#### [GOAL OF THE EXERCISE]
Find each line in the data below that contains the string "green", and copy those lines out in full.

#### [RECORDED DATA]
○ ○ ○ ○ ○ ○ ○

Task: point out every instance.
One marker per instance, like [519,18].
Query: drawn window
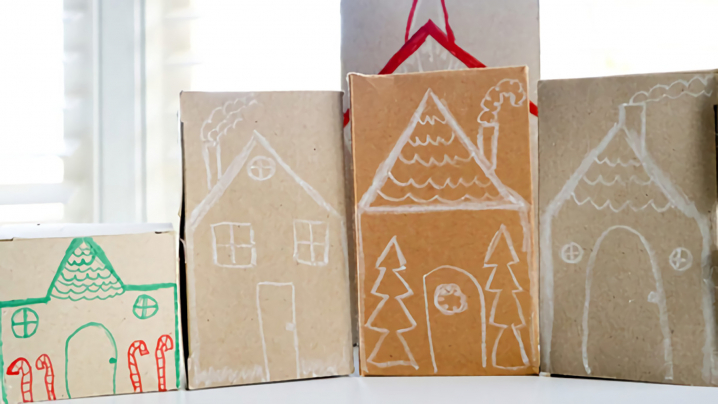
[261,168]
[571,253]
[145,307]
[311,242]
[680,259]
[24,323]
[234,245]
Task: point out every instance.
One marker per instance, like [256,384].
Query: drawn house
[437,192]
[90,334]
[272,239]
[429,45]
[637,265]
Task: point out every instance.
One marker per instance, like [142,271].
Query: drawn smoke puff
[507,89]
[222,119]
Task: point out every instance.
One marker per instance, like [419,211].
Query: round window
[145,307]
[24,323]
[571,253]
[261,168]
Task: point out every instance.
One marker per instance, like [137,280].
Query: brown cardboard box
[628,186]
[265,236]
[444,223]
[406,36]
[88,310]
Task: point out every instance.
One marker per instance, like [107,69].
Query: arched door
[625,310]
[455,319]
[90,361]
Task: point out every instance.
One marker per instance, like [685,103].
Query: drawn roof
[85,273]
[444,39]
[236,166]
[435,167]
[622,159]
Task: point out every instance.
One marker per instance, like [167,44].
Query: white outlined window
[311,242]
[261,168]
[571,253]
[234,245]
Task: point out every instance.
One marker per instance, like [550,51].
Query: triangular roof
[85,273]
[445,39]
[236,166]
[640,158]
[505,198]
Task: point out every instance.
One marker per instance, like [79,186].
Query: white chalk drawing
[657,296]
[235,247]
[210,376]
[497,285]
[681,259]
[571,253]
[290,326]
[220,120]
[459,272]
[443,293]
[311,242]
[261,168]
[488,119]
[629,136]
[392,246]
[392,191]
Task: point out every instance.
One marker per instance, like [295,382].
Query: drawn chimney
[213,162]
[425,10]
[634,121]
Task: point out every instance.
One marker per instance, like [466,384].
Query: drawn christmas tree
[86,274]
[391,317]
[506,312]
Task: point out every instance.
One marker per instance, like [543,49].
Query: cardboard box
[265,237]
[406,36]
[628,188]
[444,224]
[88,310]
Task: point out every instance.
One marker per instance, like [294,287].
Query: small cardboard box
[628,188]
[265,237]
[407,36]
[88,310]
[444,224]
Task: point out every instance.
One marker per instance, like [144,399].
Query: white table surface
[431,390]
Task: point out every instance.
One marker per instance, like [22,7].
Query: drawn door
[625,310]
[456,320]
[91,361]
[278,330]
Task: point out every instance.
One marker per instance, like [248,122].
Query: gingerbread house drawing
[272,240]
[88,334]
[651,247]
[434,184]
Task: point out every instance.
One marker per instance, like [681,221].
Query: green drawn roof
[85,273]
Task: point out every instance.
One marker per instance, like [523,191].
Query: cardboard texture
[88,315]
[406,36]
[628,187]
[443,223]
[267,277]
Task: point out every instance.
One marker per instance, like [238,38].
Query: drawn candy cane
[21,366]
[132,363]
[43,362]
[164,344]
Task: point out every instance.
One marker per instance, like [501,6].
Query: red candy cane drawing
[164,344]
[21,366]
[132,363]
[43,362]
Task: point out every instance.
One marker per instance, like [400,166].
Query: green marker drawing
[112,360]
[86,274]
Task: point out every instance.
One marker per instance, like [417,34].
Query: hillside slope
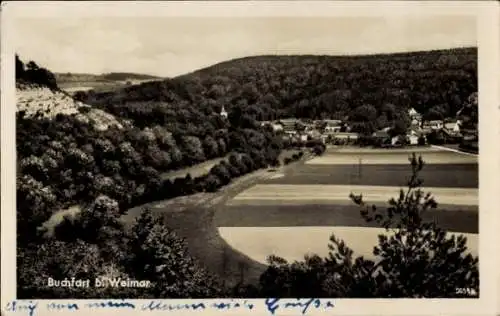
[371,88]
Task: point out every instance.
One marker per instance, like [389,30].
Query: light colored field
[371,194]
[292,243]
[397,158]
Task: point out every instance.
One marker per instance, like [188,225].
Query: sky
[172,46]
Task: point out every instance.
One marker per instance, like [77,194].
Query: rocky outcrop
[42,102]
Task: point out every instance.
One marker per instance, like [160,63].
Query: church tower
[223,112]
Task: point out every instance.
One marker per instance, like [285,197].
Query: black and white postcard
[242,157]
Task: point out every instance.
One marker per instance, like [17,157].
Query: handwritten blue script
[274,304]
[271,305]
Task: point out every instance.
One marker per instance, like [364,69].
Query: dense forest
[65,163]
[372,91]
[175,123]
[112,76]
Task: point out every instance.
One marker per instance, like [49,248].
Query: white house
[453,126]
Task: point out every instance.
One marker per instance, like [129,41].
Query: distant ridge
[468,50]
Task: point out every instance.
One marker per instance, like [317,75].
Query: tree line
[176,124]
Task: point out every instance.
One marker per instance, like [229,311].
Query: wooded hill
[112,76]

○ ○ ○ ○ ○ ○ ○

#### [TASK OUTPUT]
Query: green drawn roof
Query: green marker drawing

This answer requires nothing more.